● **Given task**
Gather each row below that contains the word "glass" and copy those rows out in full.

------ Input for this task ------

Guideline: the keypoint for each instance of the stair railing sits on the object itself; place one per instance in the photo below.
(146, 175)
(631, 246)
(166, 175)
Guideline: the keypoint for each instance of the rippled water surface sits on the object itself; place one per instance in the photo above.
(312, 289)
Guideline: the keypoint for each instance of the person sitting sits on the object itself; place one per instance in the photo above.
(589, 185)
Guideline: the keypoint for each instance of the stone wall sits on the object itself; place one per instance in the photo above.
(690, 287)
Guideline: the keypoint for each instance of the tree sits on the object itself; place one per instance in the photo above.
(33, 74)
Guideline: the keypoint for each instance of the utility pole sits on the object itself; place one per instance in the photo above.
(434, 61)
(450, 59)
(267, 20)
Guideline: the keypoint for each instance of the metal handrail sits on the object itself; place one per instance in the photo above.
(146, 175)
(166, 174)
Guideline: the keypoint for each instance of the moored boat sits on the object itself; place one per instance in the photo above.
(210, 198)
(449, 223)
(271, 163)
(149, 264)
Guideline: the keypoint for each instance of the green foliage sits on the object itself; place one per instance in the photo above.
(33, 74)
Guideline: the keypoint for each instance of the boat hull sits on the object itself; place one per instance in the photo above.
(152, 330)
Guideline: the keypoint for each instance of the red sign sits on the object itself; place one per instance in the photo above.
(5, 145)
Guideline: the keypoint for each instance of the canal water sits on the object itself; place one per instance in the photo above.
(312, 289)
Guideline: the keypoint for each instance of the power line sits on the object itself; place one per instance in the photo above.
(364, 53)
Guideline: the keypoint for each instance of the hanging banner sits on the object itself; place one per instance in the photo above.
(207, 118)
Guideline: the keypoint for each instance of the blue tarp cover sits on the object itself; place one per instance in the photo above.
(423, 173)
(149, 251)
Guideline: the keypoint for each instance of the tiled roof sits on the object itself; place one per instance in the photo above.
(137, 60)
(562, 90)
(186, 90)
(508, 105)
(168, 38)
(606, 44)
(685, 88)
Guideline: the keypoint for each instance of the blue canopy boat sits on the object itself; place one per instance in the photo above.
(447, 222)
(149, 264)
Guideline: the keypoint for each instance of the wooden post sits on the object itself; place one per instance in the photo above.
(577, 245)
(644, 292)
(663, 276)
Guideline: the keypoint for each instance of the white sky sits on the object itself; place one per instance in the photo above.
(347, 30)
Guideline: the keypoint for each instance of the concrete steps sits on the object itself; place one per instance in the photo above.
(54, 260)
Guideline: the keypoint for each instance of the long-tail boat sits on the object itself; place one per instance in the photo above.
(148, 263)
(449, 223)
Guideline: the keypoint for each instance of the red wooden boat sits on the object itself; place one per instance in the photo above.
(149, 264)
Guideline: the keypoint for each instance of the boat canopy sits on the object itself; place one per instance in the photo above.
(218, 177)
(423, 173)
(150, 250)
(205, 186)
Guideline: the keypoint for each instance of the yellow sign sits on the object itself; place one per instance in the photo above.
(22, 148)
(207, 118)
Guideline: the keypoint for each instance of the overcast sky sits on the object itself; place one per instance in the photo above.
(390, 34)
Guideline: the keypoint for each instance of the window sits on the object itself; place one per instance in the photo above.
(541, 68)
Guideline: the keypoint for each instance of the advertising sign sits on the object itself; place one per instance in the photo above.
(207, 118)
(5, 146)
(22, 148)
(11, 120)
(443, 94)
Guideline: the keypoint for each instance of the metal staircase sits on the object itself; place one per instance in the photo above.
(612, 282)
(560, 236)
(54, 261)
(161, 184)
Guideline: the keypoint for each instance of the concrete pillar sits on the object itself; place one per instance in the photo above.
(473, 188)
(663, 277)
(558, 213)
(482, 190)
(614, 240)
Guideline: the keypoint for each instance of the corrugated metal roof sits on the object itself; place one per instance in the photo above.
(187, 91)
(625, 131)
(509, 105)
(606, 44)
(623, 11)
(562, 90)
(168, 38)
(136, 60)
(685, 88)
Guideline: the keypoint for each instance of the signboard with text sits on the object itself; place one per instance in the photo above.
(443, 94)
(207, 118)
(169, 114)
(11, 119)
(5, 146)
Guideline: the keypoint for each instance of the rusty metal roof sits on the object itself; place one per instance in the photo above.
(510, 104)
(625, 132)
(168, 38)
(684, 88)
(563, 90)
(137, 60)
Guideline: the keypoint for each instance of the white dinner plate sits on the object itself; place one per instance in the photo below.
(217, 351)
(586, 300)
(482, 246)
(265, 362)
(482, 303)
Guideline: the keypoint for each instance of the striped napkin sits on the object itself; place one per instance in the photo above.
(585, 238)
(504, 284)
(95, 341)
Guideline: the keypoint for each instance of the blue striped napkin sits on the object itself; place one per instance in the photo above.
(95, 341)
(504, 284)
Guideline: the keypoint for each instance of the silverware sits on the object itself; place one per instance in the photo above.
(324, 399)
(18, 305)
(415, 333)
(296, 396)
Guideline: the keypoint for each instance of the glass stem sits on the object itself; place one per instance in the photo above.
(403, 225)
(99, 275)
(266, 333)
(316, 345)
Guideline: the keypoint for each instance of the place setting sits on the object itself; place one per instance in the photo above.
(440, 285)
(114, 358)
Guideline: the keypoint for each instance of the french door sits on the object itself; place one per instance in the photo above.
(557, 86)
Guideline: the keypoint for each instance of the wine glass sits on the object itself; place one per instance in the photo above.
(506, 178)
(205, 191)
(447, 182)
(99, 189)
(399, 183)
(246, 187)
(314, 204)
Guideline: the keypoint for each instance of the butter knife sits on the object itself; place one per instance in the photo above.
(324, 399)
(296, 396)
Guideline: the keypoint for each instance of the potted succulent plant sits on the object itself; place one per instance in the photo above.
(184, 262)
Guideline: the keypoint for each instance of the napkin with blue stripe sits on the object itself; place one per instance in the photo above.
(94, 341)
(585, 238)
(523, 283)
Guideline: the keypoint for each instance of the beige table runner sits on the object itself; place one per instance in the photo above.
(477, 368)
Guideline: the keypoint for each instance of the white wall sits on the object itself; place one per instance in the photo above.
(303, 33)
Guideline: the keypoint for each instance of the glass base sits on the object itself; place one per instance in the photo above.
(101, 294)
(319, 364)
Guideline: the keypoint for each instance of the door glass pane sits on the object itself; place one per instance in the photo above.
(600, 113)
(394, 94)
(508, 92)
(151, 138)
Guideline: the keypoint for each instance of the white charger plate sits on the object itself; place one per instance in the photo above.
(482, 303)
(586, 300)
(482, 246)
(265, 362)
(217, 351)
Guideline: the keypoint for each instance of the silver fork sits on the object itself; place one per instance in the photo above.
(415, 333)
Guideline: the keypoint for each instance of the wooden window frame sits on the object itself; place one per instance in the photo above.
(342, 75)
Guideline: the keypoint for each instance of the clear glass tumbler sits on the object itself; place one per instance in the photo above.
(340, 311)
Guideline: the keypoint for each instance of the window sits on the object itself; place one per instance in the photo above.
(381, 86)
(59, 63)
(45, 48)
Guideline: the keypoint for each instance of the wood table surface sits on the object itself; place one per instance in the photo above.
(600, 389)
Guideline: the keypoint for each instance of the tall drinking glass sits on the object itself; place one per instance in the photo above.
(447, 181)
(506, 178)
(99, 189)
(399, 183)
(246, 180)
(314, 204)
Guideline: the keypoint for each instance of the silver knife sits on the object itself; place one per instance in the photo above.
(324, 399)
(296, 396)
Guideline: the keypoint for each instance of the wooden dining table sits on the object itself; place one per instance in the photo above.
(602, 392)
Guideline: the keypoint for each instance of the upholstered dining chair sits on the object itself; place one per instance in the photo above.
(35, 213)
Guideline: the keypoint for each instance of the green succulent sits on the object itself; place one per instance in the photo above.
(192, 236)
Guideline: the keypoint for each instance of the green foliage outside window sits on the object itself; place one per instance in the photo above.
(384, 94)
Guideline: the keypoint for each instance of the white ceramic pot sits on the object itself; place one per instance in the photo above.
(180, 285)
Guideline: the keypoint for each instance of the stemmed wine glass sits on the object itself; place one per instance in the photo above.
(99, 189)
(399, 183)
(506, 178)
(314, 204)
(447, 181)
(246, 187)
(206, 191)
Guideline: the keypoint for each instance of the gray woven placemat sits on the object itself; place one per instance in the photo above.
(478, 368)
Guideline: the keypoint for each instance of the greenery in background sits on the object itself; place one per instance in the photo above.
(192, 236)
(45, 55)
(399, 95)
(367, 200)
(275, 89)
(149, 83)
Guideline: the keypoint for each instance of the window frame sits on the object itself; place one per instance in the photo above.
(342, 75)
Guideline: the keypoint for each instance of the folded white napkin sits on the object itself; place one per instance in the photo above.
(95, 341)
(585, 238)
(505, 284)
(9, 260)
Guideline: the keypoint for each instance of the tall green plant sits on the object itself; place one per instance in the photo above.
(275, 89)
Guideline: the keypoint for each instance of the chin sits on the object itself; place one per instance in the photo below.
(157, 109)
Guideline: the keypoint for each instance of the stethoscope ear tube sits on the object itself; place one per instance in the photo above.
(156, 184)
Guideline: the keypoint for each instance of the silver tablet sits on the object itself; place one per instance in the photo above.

------
------ Input for this task ------

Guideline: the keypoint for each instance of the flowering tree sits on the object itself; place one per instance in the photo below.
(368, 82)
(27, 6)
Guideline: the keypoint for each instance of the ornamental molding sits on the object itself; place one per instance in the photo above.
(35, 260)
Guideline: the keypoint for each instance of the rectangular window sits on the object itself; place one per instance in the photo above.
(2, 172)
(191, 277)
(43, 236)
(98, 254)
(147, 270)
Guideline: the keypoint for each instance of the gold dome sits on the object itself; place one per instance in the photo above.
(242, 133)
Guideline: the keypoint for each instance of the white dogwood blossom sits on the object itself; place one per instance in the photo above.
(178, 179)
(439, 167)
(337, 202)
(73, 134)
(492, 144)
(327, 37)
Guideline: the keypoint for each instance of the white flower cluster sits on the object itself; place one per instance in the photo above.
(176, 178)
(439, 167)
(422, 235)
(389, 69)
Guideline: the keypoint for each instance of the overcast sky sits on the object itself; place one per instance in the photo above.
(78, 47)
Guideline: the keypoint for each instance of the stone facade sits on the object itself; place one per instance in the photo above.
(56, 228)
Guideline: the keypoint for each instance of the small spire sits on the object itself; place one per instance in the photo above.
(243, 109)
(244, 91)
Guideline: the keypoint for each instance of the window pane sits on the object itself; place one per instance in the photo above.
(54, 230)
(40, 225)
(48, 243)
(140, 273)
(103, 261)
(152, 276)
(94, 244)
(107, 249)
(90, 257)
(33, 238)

------

● **Solution for this problem**
Guideline: the keypoint for each instance of the glass stem sits on the object itself; place one per instance in the photo above.
Guideline: the keypoint for each instance of the wine glass sits on the object itself; place one per instance in the photo above.
Guideline: the keypoint for each instance of the glass base sits on the object itself; place one per instance in the photo above.
Guideline: the keypoint for each instance of the door glass pane sits on the object itself; place one per instance in the photo above.
Guideline: the keypoint for each instance of the clear glass tumbler sits on the object itself; place one per instance in the photo above.
Guideline: the keypoint for each instance of the tall drinking glass sits on the object itself; place one per instance in the photo above.
Guideline: the keypoint for each instance of the stemmed wine glass sits on the object itself; place one per instance in the photo above.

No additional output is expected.